* **EXERCISE PROMPT**:
For each line below that holds the word "ceiling", make a copy.

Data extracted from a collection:
::::

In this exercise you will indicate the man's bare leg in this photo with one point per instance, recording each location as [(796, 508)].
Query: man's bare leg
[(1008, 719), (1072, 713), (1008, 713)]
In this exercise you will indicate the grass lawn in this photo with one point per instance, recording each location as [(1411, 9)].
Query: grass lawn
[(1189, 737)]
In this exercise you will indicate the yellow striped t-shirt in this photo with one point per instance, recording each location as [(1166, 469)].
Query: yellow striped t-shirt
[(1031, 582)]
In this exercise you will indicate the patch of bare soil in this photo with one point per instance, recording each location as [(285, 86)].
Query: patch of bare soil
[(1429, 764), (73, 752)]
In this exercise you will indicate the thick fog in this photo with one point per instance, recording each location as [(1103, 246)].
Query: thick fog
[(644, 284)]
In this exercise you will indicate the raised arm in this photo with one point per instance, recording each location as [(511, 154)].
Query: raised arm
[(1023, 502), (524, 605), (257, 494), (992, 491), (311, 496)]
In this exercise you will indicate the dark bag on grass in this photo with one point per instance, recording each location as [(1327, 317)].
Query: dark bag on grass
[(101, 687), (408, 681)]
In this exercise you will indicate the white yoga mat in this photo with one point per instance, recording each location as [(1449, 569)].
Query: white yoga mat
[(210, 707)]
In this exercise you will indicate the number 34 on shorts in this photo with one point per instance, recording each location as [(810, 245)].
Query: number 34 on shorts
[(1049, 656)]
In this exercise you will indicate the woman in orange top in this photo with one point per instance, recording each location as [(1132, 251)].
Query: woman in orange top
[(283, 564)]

::::

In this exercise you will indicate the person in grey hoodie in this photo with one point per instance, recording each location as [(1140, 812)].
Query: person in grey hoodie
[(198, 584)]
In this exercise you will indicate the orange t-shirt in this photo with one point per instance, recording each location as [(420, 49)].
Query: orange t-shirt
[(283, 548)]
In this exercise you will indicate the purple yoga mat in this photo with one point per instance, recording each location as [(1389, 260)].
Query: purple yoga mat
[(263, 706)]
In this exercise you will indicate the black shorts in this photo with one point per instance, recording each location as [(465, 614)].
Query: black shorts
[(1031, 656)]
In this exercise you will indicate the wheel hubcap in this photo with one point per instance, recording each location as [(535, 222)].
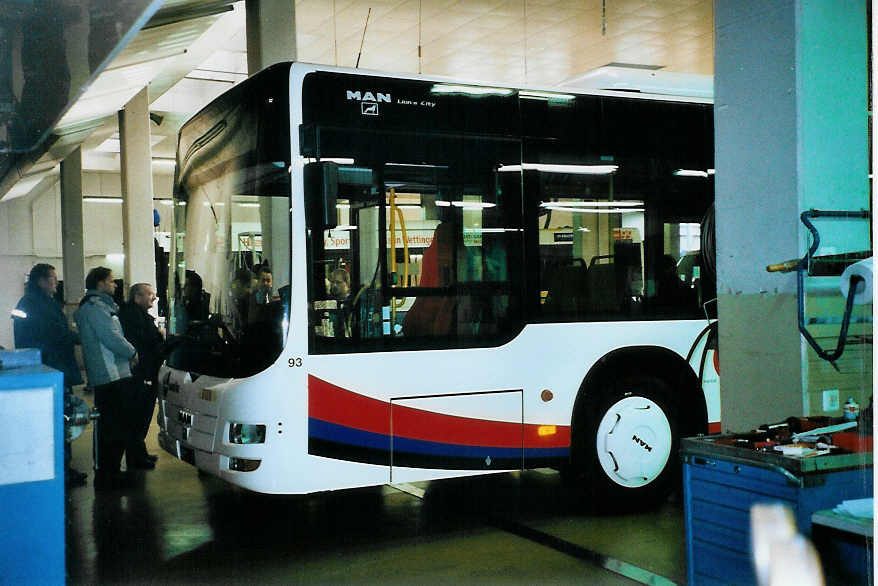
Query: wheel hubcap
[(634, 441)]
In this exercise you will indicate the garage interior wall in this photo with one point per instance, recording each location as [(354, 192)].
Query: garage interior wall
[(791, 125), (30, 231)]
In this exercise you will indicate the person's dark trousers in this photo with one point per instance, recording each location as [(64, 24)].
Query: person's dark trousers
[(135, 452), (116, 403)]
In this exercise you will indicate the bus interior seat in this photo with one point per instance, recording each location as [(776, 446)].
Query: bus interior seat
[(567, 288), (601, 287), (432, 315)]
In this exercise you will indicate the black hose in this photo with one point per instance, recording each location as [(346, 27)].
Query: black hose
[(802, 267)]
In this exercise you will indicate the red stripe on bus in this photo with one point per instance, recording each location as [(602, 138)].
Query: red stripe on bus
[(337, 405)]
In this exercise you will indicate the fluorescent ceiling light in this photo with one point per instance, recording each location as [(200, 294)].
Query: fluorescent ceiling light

::::

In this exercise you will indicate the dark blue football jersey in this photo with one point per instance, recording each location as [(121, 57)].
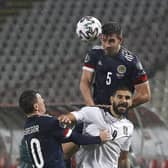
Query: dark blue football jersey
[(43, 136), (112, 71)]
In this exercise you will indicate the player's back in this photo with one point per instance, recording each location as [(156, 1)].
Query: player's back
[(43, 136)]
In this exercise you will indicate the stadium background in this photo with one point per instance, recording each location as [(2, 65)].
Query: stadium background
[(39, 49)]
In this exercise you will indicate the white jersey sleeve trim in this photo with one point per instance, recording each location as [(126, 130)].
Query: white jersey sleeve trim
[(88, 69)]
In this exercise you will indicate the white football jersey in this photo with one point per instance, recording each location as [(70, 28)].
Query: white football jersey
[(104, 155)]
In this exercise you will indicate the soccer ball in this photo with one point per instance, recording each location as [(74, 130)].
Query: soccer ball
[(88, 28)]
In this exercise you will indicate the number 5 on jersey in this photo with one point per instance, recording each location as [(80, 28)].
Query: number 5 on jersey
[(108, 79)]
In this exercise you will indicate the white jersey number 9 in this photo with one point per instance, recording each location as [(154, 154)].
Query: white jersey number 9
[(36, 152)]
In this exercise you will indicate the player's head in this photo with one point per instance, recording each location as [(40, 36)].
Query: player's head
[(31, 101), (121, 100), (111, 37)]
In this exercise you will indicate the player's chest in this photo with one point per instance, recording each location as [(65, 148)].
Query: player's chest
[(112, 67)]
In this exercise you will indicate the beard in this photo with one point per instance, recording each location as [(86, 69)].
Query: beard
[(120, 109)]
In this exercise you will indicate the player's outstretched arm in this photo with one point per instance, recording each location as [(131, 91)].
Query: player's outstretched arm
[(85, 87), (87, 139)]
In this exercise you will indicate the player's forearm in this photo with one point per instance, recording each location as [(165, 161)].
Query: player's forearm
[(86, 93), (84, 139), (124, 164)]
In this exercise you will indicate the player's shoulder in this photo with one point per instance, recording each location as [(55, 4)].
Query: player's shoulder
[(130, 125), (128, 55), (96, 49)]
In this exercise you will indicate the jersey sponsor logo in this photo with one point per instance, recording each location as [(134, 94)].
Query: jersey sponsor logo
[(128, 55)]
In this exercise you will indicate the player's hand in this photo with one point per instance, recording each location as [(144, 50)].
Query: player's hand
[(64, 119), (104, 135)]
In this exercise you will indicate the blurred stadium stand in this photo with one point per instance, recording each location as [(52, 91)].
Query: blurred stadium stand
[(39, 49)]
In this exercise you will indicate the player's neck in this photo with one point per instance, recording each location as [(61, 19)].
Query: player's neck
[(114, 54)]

::::

* **SOLUTION TO THE EXERCISE**:
In this exercise you will indicate the fluorescent ceiling light in this photo with one point per instance, recording each location as [(200, 294)].
Query: fluorescent ceiling light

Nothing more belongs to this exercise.